> EXERCISE DIRECTIONS
Give the listing below again in full, exactly as written.
━━━━━━━━
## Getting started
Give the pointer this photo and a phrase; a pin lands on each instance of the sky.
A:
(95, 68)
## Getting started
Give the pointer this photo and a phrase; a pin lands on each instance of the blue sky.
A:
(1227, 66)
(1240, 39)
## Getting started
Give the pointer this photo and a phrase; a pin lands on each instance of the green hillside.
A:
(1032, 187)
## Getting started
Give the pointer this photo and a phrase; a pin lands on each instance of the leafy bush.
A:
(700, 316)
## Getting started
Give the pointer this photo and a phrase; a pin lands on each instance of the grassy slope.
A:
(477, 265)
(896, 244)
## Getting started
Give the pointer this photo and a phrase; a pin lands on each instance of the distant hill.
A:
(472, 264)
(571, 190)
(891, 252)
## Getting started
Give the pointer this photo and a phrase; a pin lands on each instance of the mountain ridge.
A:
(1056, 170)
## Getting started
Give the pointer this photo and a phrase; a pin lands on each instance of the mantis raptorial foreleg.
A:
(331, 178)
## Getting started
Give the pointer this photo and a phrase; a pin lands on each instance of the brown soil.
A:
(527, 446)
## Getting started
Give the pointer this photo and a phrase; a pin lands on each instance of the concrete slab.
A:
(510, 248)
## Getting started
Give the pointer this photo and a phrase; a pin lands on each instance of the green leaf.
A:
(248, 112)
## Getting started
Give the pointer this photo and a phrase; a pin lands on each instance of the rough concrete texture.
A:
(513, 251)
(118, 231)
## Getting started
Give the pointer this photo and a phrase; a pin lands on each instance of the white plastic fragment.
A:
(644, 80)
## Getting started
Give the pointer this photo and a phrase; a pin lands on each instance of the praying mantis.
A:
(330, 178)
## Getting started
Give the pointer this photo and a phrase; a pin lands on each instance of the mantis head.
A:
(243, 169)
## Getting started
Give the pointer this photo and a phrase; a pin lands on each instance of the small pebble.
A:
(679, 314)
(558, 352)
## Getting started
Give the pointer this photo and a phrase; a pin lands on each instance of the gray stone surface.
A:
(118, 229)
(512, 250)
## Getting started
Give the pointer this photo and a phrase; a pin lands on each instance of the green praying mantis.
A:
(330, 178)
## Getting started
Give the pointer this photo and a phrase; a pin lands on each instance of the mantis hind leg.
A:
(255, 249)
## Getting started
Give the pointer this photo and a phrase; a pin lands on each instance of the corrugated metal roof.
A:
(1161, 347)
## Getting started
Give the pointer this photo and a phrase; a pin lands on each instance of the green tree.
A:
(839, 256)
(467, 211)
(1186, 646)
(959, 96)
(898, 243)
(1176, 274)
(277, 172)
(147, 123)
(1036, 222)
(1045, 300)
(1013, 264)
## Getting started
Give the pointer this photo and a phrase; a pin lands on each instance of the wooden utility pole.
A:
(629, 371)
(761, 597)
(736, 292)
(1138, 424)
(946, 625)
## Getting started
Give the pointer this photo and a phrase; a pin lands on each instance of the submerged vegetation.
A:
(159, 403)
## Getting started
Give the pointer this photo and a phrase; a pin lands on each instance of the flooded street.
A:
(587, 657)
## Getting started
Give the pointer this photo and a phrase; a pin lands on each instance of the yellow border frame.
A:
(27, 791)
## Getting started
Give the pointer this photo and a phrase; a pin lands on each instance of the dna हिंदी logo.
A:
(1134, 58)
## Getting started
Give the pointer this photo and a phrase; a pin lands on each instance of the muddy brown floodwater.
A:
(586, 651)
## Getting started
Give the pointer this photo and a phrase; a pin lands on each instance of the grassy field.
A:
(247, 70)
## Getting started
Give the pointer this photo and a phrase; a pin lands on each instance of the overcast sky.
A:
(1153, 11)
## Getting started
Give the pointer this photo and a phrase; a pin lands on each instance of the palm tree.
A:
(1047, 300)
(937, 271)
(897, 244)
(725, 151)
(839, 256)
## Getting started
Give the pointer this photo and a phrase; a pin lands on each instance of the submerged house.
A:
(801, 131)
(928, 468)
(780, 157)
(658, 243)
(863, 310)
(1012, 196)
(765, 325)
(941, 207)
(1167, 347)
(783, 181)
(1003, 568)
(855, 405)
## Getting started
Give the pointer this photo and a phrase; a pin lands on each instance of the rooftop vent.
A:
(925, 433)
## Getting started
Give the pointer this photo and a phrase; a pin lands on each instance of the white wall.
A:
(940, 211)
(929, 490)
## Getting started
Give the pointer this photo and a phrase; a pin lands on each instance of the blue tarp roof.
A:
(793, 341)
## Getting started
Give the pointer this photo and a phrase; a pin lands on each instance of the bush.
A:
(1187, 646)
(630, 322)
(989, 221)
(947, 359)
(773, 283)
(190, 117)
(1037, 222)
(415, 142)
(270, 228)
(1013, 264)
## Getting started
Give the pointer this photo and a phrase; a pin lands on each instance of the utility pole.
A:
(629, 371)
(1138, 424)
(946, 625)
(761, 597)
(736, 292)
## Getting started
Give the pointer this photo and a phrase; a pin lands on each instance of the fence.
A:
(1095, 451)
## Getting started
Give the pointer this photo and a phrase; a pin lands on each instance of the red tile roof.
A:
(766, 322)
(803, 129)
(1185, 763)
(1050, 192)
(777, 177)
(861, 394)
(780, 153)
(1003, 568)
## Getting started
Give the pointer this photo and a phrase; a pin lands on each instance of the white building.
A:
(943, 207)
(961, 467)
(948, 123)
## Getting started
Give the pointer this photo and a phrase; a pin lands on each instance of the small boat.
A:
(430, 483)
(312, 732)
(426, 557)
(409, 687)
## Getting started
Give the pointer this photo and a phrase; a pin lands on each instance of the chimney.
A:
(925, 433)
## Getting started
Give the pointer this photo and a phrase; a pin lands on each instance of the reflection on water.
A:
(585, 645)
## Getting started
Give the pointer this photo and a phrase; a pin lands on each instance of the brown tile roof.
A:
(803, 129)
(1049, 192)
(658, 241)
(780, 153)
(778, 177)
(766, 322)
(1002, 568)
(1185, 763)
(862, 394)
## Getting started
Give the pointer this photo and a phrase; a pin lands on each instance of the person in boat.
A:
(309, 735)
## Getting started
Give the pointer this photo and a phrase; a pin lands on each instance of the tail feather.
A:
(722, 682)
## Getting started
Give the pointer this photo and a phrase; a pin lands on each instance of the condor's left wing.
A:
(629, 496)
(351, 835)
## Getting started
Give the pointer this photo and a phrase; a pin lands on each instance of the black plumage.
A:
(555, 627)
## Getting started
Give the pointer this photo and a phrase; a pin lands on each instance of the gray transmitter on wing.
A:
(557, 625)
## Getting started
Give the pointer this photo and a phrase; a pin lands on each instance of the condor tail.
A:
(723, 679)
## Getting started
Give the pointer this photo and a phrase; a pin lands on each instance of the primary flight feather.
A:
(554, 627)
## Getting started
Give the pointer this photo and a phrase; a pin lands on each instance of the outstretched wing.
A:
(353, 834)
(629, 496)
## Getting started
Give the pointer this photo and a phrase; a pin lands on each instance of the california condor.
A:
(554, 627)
━━━━━━━━
> FULL OUTPUT
## Getting started
Give the pointer this photo and a phrase; a pin lands on each instance of the sky.
A:
(95, 68)
## Getting started
Give the pointer this photo and a phrase; a pin lands on each instance of the blue sky.
A:
(1227, 66)
(1240, 39)
## Getting started
Give the pointer this photo and a phrase; a pin lands on each instance of the green hillside.
A:
(1032, 187)
## Getting started
Give the pointer this photo and a phrase; a pin lands on each instance of the leafy bush.
A:
(700, 316)
## Getting started
Give the pointer this photo and a phrase; a pin lands on each instance of the grassy slope.
A:
(477, 265)
(896, 244)
## Getting started
Give the pointer this photo and a phrase; a pin lands on each instance of the distant hill.
A:
(472, 264)
(571, 190)
(891, 252)
## Getting started
Give the pointer this photo and a phrase; a pin lands on each instance of the mountain ridge.
A:
(1056, 170)
## Getting started
Give the pointer this photo and a phrase; a pin lands on each instance of the mantis raptorial foreleg.
A:
(331, 178)
## Getting started
Give the pointer this photo and a phrase; a pin lands on each instance of the brown soil.
A:
(527, 446)
## Getting started
Give the pointer this photo and a phrase; a pin lands on each instance of the concrete slab.
A:
(510, 248)
## Getting started
Give the pointer this photo and a phrase; a pin lands on each instance of the green leaf.
A:
(248, 112)
## Getting started
Give the pointer this photo and a phrase; a pin lands on each instance of the rough concrete texture.
A:
(513, 251)
(118, 231)
## Getting started
Give the pointer this photo and a phrase; a pin lands on each instance of the white plastic fragment.
A:
(644, 80)
## Getting started
Give the pointer this photo and a phrase; a pin lands on each instance of the praying mantis.
A:
(330, 178)
## Getting started
Give the pointer this photo and a phrase; a pin lands on each instance of the mantis head.
A:
(243, 169)
## Getting started
Give the pointer this photo and a phrase; a pin lands on each instance of the small pebble.
A:
(679, 314)
(558, 352)
## Getting started
Give the pointer this photo and a phrase; a pin lands on each instance of the gray stone surface.
A:
(118, 229)
(512, 250)
## Getting started
Give the pointer this photo and a phrase; a pin lands on each instance of the green praying mantis.
A:
(330, 178)
## Getting started
Give the pointer this photo and a phrase; a pin lands on each instance of the mantis hind leg.
A:
(255, 249)
## Getting started
Give the pointer this photo and a phrase; a pin lands on each instance of the corrugated metal roof.
A:
(1161, 347)
## Getting started
Give the pointer this photo and a phrase; a pin lands on each instance of the green tree.
A:
(839, 256)
(467, 211)
(1186, 646)
(959, 96)
(898, 243)
(1176, 274)
(277, 172)
(147, 123)
(1036, 222)
(1045, 300)
(1013, 264)
## Getting started
Give the pointer this photo and a phrase; a pin lands on each instance of the wooden utility pole.
A:
(629, 371)
(761, 597)
(736, 292)
(1138, 424)
(946, 625)
## Getting started
Give the pointer this photo and a phrase; a pin lands on each instance of the submerged vegetation.
A:
(159, 403)
## Getting started
Give the pointer this photo and a phrase; a pin lands on each instance of the flooded street.
A:
(587, 657)
## Getting started
Give the pointer this photo and a phrase; a pin lands on each instance of the yellow border frame.
A:
(27, 791)
## Getting started
Give the pointer this photo and a phrase; a pin lands on each instance of the dna हिंदी logo.
A:
(1134, 58)
## Getting started
Give the pointer this photo and a phrase; a pin lands on each instance of the muddy brown floodwater.
A:
(586, 651)
## Getting started
Give the pointer this photo and a phrase; a pin lands on each instance of the grassy field.
A:
(247, 70)
## Getting started
Give the pointer this photo and a phrase; a pin lands on each instance of the overcast sky.
A:
(1153, 11)
## Getting started
Give the pointer this photo and a phrase; a pin lands on each instance of the palm tree.
A:
(1047, 300)
(937, 271)
(897, 244)
(725, 151)
(839, 256)
## Getting started
Give the pointer this photo and a phrase; a pin lands on each instance of the submerged house.
A:
(801, 131)
(928, 468)
(780, 157)
(658, 243)
(863, 310)
(1012, 196)
(765, 325)
(941, 207)
(1167, 347)
(783, 181)
(1003, 568)
(855, 405)
## Getting started
Give the pointer this photo and a phrase; a pin lands on each instance of the rooftop vent.
A:
(925, 433)
## Getting started
Give the pointer this photo and a phrase; a pin lands on each instance of the white wall.
A:
(940, 211)
(929, 490)
## Getting started
Give the pointer this photo and a phrase; a pin lands on each instance of the blue tarp roof.
A:
(793, 341)
## Getting started
Give the pointer this photo and a phrase; a pin lands on each instance of the bush.
A:
(1187, 646)
(630, 322)
(989, 221)
(947, 359)
(773, 283)
(190, 117)
(1037, 222)
(415, 142)
(270, 228)
(1013, 264)
## Getting started
Give the pointer this photo and a phrase; a pin lands on each instance of the utility pole.
A:
(629, 371)
(1138, 424)
(946, 625)
(761, 597)
(736, 292)
## Getting started
Give the pointer this photo and a phrase; a pin lands on each instance of the fence.
A:
(1095, 451)
## Getting started
Give the pointer this photo and a phrase; a pin lands on each instance of the red tile roof.
A:
(766, 322)
(803, 129)
(1185, 763)
(1050, 192)
(777, 177)
(861, 394)
(780, 153)
(1003, 568)
## Getting started
Give the pointer this photo and a phrase; a pin lands on each instance of the white building.
A:
(943, 207)
(961, 467)
(948, 123)
## Getting started
Give the pointer this photo and a phrase; a pin lands on each instance of the small boat.
A:
(430, 483)
(312, 732)
(426, 557)
(409, 687)
## Getting started
Give the pointer this photo and a phrase; a pin lands on each instance of the chimney.
A:
(925, 433)
## Getting started
Give the pointer this photo and a phrase; a pin lands on each instance of the reflection on water.
A:
(585, 645)
## Getting started
Give the pointer this photo and a phrase; a pin lands on each instance of the brown tile roof.
A:
(803, 129)
(1049, 192)
(658, 241)
(780, 153)
(778, 177)
(766, 322)
(1002, 568)
(1185, 763)
(862, 394)
## Getting started
Give the pointer this photo and a phrase; a pin lands on each instance of the person in boat.
A:
(309, 735)
## Getting started
Give the pointer this photo and a phrase; a pin lands on each instance of the tail feather.
A:
(722, 682)
## Getting started
Give the pointer this photo and a phrase; a pin lands on each instance of the condor's left wing.
A:
(629, 496)
(351, 835)
## Getting started
Give the pointer this photo and a phrase; a pin lands on each instance of the black plumage.
A:
(555, 627)
## Getting started
Give the pointer this photo and a phrase; a pin lands on each instance of the gray transmitter on wing.
A:
(557, 625)
## Getting started
Give the pointer this photo and a phrase; a pin lands on each instance of the condor tail.
A:
(723, 679)
## Getting started
Give the pointer this photo and a phrase; a pin lands on each instance of the primary flight feather.
A:
(554, 627)
## Getting started
Give the pointer this photo and a phrase; a pin lands on each instance of the outstretched wing.
A:
(353, 834)
(629, 496)
## Getting started
Give the pointer this photo and a phrase; a pin lands on each instance of the california condor.
A:
(554, 627)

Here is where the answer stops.